Input data START
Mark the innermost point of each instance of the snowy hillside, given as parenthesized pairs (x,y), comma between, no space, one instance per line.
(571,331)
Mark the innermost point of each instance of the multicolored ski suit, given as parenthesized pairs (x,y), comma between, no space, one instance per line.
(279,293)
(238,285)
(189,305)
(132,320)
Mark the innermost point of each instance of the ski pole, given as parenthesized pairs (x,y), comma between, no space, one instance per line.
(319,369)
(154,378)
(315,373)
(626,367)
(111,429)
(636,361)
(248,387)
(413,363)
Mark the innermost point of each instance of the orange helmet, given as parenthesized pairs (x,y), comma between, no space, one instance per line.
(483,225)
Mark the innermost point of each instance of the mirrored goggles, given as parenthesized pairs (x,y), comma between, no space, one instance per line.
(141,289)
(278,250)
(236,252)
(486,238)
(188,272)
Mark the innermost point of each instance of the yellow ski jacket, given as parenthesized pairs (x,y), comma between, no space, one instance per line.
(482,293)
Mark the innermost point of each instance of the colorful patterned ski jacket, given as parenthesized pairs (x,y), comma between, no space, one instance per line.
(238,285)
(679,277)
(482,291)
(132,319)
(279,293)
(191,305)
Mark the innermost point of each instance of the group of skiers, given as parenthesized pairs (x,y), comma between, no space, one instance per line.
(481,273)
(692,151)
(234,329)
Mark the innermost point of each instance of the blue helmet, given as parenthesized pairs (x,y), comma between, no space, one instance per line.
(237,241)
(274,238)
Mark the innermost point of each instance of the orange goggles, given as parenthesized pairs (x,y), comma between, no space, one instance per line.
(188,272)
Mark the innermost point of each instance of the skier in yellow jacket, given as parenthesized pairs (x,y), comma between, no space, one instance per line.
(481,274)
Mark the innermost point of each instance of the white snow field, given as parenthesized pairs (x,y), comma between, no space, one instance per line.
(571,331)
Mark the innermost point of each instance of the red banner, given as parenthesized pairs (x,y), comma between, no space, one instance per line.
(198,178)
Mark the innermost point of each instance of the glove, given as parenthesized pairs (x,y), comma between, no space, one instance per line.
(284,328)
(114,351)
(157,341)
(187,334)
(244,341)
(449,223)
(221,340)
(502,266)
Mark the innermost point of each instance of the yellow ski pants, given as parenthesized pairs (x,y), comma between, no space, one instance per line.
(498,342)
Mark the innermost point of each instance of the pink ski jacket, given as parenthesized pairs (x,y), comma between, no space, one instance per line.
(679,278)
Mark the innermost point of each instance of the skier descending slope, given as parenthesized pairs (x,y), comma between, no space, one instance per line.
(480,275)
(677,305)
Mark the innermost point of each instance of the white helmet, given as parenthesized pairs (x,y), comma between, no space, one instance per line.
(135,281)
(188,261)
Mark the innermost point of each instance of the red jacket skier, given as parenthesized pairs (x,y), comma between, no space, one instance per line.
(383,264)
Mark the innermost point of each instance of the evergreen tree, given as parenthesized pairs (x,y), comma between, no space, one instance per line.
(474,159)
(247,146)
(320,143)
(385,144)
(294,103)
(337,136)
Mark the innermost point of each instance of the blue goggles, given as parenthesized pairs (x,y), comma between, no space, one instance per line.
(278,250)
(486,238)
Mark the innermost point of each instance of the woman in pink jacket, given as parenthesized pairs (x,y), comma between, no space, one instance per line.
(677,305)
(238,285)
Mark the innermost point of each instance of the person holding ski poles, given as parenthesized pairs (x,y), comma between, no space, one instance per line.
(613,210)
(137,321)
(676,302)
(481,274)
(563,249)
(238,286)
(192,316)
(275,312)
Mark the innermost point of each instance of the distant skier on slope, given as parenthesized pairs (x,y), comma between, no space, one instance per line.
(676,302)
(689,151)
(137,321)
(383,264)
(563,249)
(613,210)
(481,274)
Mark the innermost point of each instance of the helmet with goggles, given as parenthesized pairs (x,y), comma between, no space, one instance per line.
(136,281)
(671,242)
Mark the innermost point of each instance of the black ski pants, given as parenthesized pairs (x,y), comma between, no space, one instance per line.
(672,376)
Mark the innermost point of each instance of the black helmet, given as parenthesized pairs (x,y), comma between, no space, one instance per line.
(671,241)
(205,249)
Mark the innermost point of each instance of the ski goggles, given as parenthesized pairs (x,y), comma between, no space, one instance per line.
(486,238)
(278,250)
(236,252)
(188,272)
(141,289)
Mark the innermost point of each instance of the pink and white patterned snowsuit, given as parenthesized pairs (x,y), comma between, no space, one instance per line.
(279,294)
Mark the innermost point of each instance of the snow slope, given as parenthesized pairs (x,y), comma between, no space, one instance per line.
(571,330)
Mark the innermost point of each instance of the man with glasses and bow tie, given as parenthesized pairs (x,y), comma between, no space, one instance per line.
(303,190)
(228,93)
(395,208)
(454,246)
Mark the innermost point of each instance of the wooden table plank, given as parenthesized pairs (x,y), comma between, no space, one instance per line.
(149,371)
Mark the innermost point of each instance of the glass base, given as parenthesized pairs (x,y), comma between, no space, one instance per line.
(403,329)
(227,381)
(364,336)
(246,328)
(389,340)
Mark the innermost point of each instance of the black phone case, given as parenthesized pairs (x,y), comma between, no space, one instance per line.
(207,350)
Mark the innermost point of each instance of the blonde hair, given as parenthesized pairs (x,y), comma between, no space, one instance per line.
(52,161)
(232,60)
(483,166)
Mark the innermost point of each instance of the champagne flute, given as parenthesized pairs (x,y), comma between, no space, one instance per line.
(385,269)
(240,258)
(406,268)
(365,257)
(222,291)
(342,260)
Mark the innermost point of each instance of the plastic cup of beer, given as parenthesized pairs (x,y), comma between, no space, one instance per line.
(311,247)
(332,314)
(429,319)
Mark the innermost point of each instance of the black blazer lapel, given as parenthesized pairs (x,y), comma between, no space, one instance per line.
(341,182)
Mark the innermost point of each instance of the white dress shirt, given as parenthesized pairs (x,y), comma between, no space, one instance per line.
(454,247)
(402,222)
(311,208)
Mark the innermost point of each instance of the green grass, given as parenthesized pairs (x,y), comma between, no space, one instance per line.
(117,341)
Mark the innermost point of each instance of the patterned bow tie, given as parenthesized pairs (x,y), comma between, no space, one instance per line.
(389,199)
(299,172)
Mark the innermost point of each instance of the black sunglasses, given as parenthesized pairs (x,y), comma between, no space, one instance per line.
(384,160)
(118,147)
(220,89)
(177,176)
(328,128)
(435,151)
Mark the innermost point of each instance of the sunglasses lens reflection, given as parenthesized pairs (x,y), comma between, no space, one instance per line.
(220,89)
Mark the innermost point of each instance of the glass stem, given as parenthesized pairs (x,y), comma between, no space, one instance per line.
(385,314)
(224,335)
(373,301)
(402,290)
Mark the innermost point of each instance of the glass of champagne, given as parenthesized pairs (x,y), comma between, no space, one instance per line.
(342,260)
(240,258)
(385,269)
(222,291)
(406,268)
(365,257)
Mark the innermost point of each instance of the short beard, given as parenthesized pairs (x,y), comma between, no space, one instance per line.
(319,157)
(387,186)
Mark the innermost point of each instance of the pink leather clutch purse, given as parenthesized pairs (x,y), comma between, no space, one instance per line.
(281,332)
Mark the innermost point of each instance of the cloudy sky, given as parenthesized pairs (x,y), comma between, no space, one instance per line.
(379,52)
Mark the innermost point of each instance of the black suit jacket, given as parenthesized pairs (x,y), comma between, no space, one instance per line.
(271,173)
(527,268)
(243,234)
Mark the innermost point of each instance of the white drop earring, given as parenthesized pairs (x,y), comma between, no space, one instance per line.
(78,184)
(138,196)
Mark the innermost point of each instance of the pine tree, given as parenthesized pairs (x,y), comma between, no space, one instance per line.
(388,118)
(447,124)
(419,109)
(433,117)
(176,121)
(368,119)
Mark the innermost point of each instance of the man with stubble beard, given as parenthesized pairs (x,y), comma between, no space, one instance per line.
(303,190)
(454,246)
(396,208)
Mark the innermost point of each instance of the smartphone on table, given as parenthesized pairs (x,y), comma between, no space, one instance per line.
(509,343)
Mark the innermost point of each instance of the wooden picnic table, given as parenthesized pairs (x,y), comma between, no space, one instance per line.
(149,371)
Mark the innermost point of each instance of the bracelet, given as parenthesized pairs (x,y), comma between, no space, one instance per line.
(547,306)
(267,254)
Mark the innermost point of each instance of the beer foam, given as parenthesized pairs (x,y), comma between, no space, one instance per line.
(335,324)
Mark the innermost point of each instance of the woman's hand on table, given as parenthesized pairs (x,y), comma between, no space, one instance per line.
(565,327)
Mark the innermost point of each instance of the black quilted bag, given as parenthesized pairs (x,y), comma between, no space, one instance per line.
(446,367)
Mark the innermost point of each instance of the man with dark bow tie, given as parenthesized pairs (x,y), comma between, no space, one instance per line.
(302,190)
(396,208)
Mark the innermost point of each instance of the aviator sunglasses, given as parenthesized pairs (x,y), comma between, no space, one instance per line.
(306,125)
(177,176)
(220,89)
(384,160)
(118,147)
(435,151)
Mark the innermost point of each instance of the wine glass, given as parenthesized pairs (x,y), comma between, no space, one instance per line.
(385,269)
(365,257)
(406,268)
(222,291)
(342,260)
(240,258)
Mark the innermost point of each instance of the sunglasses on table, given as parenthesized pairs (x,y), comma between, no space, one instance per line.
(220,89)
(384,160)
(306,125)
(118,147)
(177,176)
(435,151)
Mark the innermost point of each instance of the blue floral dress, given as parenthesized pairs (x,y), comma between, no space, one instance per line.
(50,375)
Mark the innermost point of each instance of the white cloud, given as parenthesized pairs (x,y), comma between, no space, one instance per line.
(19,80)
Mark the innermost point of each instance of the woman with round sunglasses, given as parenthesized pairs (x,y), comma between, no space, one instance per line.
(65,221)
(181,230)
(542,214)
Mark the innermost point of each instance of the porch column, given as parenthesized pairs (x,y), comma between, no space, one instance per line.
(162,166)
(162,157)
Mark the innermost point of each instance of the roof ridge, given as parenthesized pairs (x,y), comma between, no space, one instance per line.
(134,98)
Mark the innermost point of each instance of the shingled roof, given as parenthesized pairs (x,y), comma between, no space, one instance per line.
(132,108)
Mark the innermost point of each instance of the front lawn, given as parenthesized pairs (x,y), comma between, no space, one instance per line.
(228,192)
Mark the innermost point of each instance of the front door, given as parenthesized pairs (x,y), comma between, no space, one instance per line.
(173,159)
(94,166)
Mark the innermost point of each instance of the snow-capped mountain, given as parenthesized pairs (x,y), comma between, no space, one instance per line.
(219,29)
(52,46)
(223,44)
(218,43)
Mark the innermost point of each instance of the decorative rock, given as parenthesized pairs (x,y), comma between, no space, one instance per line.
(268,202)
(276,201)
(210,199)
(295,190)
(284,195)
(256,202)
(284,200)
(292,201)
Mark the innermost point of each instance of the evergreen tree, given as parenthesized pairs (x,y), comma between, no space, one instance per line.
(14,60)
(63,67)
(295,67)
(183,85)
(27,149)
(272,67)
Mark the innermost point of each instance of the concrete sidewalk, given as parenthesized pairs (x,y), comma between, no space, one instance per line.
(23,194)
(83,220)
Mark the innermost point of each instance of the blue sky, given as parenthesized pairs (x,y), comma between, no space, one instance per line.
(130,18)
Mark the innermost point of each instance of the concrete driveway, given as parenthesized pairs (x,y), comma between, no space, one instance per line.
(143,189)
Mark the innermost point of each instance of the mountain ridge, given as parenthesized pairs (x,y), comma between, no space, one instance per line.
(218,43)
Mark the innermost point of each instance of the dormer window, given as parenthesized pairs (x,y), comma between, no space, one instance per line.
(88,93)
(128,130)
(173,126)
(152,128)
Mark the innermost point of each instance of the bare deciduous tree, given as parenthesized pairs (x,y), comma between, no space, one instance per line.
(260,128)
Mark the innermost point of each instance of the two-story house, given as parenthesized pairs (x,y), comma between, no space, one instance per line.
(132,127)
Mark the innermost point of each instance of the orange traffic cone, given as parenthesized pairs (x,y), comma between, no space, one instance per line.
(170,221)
Input data END
# [Exercise aim]
Your task is to reproduce exactly the lines that begin with the one containing "Mark the innermost point of each instance of the orange traffic" and continue to the end of the data, both ends included.

# [Answer to the exercise]
Mark the innermost point of each instance of the orange traffic cone, given as parenthesized pairs (x,y), comma between, no space, one instance per line.
(170,221)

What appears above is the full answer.